Copy exactly the run of lines that begins at the line with "Query: shallow water" and ends at the final line of the entries.

* begin Records for this task *

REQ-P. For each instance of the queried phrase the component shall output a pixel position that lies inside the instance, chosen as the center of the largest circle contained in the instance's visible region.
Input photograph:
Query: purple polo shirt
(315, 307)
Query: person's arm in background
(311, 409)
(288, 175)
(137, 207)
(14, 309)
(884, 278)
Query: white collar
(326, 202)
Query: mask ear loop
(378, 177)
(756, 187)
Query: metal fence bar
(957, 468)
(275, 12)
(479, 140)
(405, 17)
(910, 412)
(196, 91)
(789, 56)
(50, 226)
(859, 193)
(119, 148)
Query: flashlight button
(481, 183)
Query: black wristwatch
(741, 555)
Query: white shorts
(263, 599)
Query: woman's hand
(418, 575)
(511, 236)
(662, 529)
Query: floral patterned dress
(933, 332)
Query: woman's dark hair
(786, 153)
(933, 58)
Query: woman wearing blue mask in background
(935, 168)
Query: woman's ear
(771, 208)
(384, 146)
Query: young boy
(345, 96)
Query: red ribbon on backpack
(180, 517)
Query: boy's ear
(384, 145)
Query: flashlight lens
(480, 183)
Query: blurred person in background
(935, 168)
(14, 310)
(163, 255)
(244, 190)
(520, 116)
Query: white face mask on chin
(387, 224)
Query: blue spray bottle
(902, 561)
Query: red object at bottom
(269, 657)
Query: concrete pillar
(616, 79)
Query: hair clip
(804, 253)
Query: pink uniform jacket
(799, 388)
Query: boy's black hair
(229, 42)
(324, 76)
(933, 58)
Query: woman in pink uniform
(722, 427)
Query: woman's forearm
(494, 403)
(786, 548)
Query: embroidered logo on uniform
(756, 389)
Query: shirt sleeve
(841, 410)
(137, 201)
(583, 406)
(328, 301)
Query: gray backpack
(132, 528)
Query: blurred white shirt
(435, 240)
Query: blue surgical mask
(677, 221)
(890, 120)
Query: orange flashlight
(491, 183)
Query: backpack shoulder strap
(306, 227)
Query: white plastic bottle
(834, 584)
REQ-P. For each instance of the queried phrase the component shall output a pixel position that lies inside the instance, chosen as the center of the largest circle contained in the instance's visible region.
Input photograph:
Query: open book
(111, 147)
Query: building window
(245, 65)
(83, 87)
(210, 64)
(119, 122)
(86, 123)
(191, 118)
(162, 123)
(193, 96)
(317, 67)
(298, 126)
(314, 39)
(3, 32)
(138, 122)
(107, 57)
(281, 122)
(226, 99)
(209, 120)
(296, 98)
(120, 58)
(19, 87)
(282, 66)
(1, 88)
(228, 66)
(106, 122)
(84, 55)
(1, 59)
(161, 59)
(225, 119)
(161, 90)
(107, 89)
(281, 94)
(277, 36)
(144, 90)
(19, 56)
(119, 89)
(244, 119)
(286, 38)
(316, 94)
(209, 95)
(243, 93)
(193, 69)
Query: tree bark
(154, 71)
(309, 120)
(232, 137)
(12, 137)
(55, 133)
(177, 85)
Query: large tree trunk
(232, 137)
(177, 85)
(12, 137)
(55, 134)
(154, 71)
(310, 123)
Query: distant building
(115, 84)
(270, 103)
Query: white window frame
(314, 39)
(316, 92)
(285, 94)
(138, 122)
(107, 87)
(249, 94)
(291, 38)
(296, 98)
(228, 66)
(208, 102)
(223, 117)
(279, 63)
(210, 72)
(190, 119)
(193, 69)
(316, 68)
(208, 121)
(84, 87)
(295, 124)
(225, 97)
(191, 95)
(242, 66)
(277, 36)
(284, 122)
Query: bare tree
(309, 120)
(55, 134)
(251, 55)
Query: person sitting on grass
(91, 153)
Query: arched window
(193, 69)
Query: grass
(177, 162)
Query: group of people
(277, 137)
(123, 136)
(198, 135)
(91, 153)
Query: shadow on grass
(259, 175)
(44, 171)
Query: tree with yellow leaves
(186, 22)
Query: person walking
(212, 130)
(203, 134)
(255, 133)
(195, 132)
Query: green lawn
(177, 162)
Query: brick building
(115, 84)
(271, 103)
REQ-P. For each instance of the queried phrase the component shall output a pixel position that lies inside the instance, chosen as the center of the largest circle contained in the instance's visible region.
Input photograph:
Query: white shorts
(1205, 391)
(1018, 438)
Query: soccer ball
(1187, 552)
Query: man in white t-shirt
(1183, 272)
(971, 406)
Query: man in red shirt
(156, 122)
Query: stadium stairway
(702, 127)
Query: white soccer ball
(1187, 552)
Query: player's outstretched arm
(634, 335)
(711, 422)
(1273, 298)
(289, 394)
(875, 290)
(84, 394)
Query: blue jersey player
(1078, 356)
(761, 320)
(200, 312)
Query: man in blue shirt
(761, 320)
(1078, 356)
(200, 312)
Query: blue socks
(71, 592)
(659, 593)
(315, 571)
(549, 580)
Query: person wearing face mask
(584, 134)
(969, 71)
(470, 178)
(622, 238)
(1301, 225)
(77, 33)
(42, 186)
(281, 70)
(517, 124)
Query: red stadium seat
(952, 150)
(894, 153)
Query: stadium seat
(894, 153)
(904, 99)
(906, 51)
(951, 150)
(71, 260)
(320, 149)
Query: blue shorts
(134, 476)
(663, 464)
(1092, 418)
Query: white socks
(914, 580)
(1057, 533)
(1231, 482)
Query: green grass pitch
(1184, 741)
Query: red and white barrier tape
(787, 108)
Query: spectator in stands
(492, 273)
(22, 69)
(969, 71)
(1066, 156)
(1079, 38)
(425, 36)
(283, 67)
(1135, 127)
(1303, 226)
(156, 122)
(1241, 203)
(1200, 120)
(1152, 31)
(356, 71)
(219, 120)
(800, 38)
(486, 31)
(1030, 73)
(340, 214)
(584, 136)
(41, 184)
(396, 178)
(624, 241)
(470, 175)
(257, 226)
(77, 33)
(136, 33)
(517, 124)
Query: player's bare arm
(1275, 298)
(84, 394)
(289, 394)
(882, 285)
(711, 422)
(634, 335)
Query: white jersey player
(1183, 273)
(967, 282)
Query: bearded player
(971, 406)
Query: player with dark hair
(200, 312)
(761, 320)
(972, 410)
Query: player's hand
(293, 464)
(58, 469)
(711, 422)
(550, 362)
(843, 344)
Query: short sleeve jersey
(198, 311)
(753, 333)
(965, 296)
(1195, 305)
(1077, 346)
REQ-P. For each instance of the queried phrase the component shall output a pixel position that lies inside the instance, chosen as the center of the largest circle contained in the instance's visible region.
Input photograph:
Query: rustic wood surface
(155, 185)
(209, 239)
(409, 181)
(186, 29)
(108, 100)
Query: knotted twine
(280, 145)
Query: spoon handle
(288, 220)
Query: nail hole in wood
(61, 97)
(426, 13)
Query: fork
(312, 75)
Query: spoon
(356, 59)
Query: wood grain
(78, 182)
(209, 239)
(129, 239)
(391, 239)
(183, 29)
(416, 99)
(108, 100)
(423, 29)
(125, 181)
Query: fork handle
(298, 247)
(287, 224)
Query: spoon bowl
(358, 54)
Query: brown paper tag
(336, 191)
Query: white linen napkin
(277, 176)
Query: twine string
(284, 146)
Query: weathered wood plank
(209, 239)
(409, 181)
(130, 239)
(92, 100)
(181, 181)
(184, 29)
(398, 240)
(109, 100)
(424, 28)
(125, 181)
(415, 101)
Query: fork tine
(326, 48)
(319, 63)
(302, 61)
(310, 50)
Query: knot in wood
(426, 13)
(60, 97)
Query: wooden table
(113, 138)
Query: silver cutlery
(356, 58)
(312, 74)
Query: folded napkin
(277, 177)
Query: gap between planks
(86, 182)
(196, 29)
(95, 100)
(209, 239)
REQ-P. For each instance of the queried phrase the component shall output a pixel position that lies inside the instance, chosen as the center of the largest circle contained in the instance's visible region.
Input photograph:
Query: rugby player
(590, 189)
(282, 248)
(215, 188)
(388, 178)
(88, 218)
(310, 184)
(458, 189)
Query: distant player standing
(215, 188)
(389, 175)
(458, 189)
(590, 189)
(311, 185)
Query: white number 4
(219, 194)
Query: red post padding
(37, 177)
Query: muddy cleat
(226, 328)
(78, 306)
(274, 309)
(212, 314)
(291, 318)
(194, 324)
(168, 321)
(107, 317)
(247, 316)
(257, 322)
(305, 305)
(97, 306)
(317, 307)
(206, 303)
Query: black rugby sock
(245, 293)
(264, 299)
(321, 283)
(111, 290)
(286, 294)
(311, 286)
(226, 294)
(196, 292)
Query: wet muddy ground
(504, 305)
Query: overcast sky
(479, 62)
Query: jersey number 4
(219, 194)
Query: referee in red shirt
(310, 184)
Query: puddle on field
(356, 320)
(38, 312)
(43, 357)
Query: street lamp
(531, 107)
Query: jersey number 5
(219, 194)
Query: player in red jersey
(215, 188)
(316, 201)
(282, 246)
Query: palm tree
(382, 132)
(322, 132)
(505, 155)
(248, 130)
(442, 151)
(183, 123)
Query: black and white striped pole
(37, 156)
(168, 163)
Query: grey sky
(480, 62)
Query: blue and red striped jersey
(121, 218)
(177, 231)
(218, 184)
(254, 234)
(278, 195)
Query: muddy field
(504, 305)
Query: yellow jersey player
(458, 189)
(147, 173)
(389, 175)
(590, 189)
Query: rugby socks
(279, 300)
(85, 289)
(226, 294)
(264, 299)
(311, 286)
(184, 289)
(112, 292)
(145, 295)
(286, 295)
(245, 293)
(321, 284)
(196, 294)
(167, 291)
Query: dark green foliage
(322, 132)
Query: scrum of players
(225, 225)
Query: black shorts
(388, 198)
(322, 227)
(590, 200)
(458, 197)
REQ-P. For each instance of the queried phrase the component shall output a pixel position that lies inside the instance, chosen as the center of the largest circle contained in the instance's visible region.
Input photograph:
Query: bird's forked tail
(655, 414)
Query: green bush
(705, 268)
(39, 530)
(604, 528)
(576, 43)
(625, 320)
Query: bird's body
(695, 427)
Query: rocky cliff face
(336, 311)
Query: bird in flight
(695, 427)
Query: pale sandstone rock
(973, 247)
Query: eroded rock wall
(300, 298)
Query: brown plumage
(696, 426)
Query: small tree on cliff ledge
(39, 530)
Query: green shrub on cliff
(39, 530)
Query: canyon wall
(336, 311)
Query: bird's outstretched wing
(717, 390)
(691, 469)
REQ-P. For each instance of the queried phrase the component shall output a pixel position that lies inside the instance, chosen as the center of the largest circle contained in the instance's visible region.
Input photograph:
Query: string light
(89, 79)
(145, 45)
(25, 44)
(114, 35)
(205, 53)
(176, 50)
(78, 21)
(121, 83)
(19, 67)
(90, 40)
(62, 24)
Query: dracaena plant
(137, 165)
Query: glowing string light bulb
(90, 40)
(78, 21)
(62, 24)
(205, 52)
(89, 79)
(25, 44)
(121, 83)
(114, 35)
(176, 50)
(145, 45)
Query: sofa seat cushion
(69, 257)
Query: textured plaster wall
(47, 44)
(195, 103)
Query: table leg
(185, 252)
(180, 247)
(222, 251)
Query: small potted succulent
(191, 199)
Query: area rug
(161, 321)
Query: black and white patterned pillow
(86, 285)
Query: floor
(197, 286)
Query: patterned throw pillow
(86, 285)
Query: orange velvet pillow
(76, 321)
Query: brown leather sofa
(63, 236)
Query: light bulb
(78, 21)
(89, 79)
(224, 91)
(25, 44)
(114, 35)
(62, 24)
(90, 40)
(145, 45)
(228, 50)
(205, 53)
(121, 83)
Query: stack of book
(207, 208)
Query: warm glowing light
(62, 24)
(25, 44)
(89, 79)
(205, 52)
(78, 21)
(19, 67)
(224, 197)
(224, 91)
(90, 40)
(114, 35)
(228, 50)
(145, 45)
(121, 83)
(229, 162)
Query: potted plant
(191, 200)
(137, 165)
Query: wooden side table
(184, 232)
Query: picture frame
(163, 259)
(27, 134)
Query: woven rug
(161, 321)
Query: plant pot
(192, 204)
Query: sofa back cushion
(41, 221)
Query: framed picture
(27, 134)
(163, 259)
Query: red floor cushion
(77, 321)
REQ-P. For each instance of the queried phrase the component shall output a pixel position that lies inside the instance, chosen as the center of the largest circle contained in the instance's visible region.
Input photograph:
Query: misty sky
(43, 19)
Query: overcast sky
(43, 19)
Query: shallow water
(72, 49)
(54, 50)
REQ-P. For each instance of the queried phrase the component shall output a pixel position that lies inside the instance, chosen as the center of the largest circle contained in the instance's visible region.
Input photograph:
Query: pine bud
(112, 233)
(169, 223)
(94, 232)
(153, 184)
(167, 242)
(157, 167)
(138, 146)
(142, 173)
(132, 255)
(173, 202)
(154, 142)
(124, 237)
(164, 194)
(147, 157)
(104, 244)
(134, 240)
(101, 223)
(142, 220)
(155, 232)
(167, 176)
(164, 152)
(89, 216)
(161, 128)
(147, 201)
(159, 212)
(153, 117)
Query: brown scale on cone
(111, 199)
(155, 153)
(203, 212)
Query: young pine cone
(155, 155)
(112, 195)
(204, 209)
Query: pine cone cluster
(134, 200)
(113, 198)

* end Records for this task *

* **Response to this task**:
Query: shallow water
(72, 49)
(54, 50)
REQ-P. For each instance of the queried phrase the component shall output a pixel position that lies inside the instance, chosen as the center of the largest circle contained in the instance's visible region.
Input photograph:
Query: pine bud
(112, 233)
(169, 223)
(94, 232)
(153, 184)
(167, 242)
(157, 167)
(138, 146)
(142, 173)
(132, 255)
(173, 202)
(154, 142)
(124, 237)
(164, 194)
(147, 157)
(104, 244)
(134, 240)
(101, 223)
(142, 220)
(155, 232)
(167, 176)
(164, 152)
(89, 216)
(161, 128)
(147, 201)
(159, 212)
(153, 117)
Query: brown scale on cone
(111, 199)
(155, 153)
(203, 212)
Query: young pine cone
(155, 155)
(112, 195)
(204, 209)
Query: pine cone cluster
(134, 200)
(113, 198)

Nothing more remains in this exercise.